## RECORD SET
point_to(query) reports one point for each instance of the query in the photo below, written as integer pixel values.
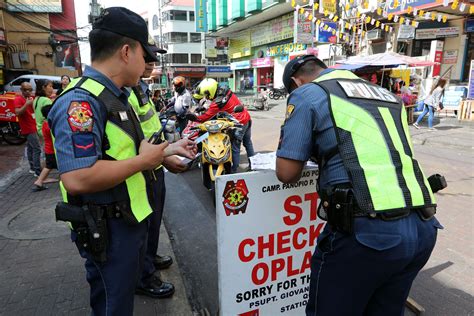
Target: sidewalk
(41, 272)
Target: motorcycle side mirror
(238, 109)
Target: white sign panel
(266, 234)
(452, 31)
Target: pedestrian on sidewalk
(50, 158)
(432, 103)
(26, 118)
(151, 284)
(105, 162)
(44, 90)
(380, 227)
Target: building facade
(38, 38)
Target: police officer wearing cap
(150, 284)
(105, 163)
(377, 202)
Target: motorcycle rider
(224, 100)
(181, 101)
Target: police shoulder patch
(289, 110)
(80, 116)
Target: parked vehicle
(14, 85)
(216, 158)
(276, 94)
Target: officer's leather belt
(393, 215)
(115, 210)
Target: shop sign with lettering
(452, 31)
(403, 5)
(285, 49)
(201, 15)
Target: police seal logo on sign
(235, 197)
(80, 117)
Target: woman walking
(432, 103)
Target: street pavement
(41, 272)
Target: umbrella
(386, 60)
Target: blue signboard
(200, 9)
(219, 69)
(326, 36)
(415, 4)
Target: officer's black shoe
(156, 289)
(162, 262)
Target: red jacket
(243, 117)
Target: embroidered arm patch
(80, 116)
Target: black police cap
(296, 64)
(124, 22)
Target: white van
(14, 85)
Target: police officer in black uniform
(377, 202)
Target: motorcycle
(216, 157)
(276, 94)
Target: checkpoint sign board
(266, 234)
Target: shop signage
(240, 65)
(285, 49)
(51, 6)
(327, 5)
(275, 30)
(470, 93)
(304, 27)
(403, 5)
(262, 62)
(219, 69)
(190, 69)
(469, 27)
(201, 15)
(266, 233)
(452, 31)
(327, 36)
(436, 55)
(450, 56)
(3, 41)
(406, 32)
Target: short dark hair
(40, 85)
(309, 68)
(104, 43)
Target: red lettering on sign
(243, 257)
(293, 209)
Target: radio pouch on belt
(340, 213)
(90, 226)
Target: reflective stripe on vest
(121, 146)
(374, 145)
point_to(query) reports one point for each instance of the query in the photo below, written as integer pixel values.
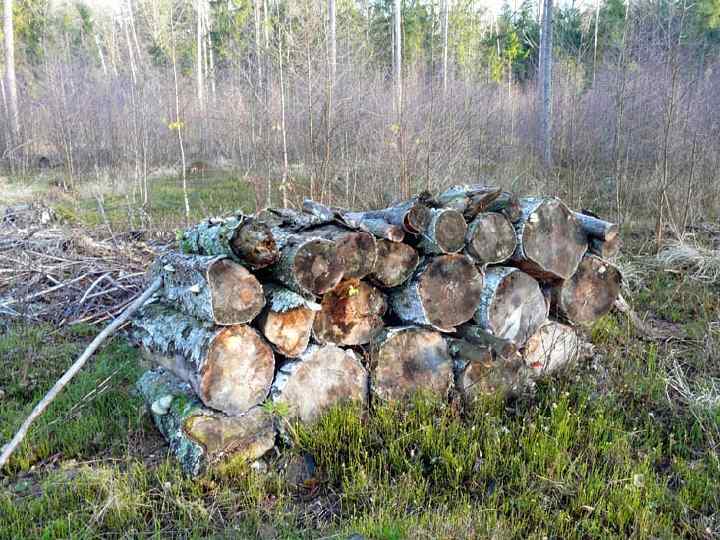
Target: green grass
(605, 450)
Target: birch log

## INSTRUCTIONS TO FOLLOW
What you give back must match the entries exactly, apart from the omitted pictures.

## ANSWER SECTION
point_to(query) reports one point for each instance of the query in the photo below, written as integer pixel values.
Target: sidewalk
(41, 272)
Target: motorcycle side mirror
(238, 109)
Target: white sign panel
(266, 234)
(452, 31)
Target: pedestrian on sidewalk
(50, 158)
(432, 103)
(26, 118)
(151, 284)
(105, 162)
(44, 90)
(380, 227)
Target: building facade
(38, 38)
Target: police officer wearing cap
(150, 284)
(105, 163)
(377, 202)
Target: motorcycle rider
(224, 100)
(181, 101)
Target: police shoulder patch
(289, 110)
(80, 116)
Target: parked vehicle
(14, 85)
(216, 158)
(276, 94)
Target: officer's leather belt
(393, 215)
(115, 210)
Target: shop sign with lettering
(452, 31)
(403, 5)
(285, 49)
(201, 15)
Target: police seal logo on sign
(235, 197)
(80, 117)
Target: woman walking
(432, 103)
Target: street pavement
(41, 272)
Target: umbrella
(386, 60)
Target: blue signboard
(200, 9)
(219, 69)
(326, 36)
(415, 4)
Target: officer's black shoe
(156, 289)
(162, 262)
Target: red jacket
(243, 117)
Target: embroidered arm patch
(80, 116)
Target: black police cap
(296, 64)
(124, 22)
Target: white van
(14, 85)
Target: police officer in black uniform
(377, 202)
Target: motorcycle
(216, 157)
(276, 94)
Target: checkpoint sign board
(266, 234)
Target: shop signage
(240, 65)
(285, 49)
(51, 6)
(327, 5)
(275, 30)
(470, 93)
(304, 27)
(403, 5)
(262, 62)
(219, 69)
(190, 69)
(469, 27)
(201, 15)
(266, 233)
(452, 31)
(327, 36)
(436, 55)
(450, 56)
(3, 41)
(406, 32)
Target: short dark hair
(40, 85)
(309, 68)
(104, 43)
Target: red lettering on sign
(243, 257)
(293, 209)
Target: radio pouch on belt
(340, 213)
(90, 226)
Target: reflective stripe on vest
(121, 146)
(374, 145)
point_to(query) reports one point for each instance of the query in the photo below, written as integer pixel values.
Target: green grass
(605, 450)
Target: birch log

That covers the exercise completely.